* **WHAT YOU SHOULD DO**:
Copy the portion of the news excerpt below about the DNA backlog that opens with "Denison's body was" and closes with "the backlog locally.", switching "detectives" to "investigators".

RENO -- Spurred by the search for a serial rapist who killed a 19-year-old Reno woman, Rep. Dean Heller urged Congress on Thursday to fully fund a Justice Department program aimed at processing a backlog of tens of thousands of DNA samples nationwide.

"Nevada, like many other states, has thousands of cases that need DNA evidence to be processed to solve crimes and prosecute criminals," said Heller, R-Nev., in a prepared statement.

The backlog has drawn attention in Reno, where the murder of Brianna Denison has been tied by DNA evidence to sexually motivated attacks on at least two other women in recent months.

Denison's body was found in a field Feb. 15 with the DNA of her killer, but law enforcement agencies have no identity to go with the DNA sample.

When detectives learned that about 3,000 DNA samples from convicted offenders in Washoe County alone were waiting to be tested and entered into a national and state database, local citizens, business leaders and politicians contributed $150,000 to help address the backlog locally.

That backlog is due in part to the fact that the Legislature passed a law last year requiring DNA samples to be taken from convicts but provided no money to process them.

Heller urged his colleagues in a letter Thursday to provide the $151 million needed to fully fund a Justice Department program that awards grants to state and local law enforcement agencies to carry out DNA analysis, increase laboratory capacity and collect samples from violent offenders as required by law.

In past years, the program has been provided less than that full level -- $147 million in the current fiscal year, $112 million the year before and $108 million the year before that, an aide said.

* **GIVEN RECORDS**:

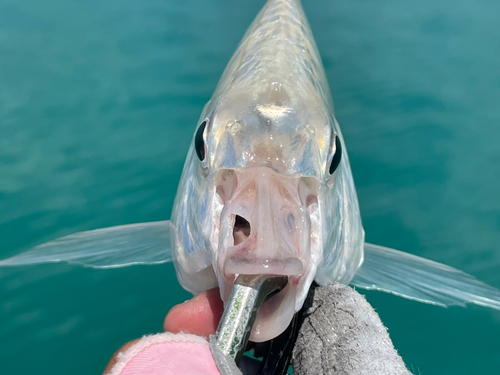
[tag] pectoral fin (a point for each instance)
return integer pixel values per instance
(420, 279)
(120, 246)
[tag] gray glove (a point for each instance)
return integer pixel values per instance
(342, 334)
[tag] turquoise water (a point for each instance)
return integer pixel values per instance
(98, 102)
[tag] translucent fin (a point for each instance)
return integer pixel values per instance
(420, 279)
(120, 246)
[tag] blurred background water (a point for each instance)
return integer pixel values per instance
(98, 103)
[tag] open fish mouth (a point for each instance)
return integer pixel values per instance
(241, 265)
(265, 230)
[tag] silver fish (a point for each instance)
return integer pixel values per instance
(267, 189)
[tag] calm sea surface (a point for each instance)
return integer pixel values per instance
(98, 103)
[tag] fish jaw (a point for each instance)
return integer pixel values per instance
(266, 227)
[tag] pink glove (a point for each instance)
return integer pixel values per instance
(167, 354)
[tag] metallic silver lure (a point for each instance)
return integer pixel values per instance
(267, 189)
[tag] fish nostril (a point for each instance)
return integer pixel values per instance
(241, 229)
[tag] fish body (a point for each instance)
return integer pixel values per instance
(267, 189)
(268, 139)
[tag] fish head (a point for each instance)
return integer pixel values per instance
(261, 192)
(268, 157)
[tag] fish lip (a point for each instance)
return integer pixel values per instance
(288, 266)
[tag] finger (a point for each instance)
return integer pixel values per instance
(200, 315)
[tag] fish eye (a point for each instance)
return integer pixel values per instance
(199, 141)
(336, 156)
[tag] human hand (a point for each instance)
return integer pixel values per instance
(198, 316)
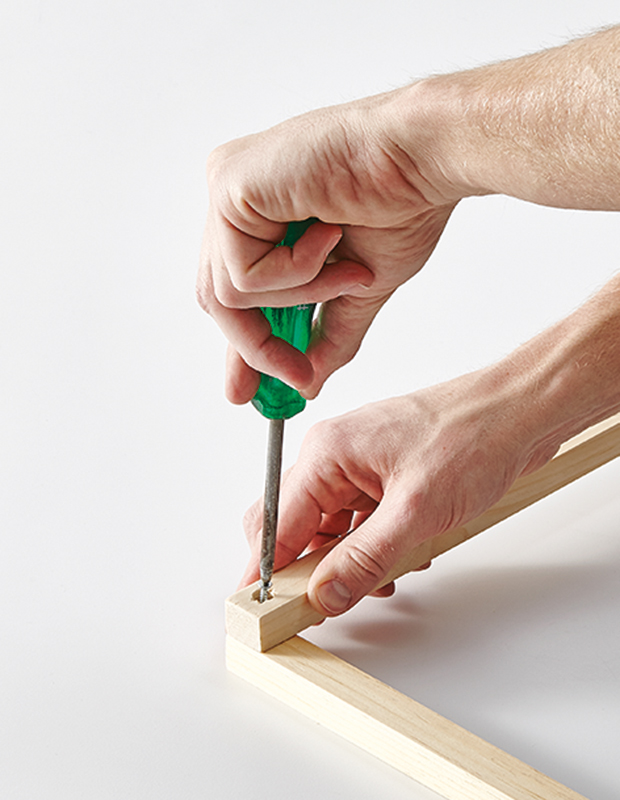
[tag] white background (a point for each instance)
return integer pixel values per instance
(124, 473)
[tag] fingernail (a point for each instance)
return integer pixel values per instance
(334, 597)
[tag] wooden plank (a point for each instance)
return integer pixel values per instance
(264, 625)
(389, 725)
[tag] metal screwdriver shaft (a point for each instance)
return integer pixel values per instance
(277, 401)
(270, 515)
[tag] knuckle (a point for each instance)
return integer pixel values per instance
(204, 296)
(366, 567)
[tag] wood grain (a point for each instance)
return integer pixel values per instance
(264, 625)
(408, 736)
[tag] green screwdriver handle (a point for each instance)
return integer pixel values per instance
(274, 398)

* **SOLUTION TO THIS EXERCISE**:
Denison's body was found in a field Feb. 15 with the DNA of her killer, but law enforcement agencies have no identity to go with the DNA sample.

When investigators learned that about 3,000 DNA samples from convicted offenders in Washoe County alone were waiting to be tested and entered into a national and state database, local citizens, business leaders and politicians contributed $150,000 to help address the backlog locally.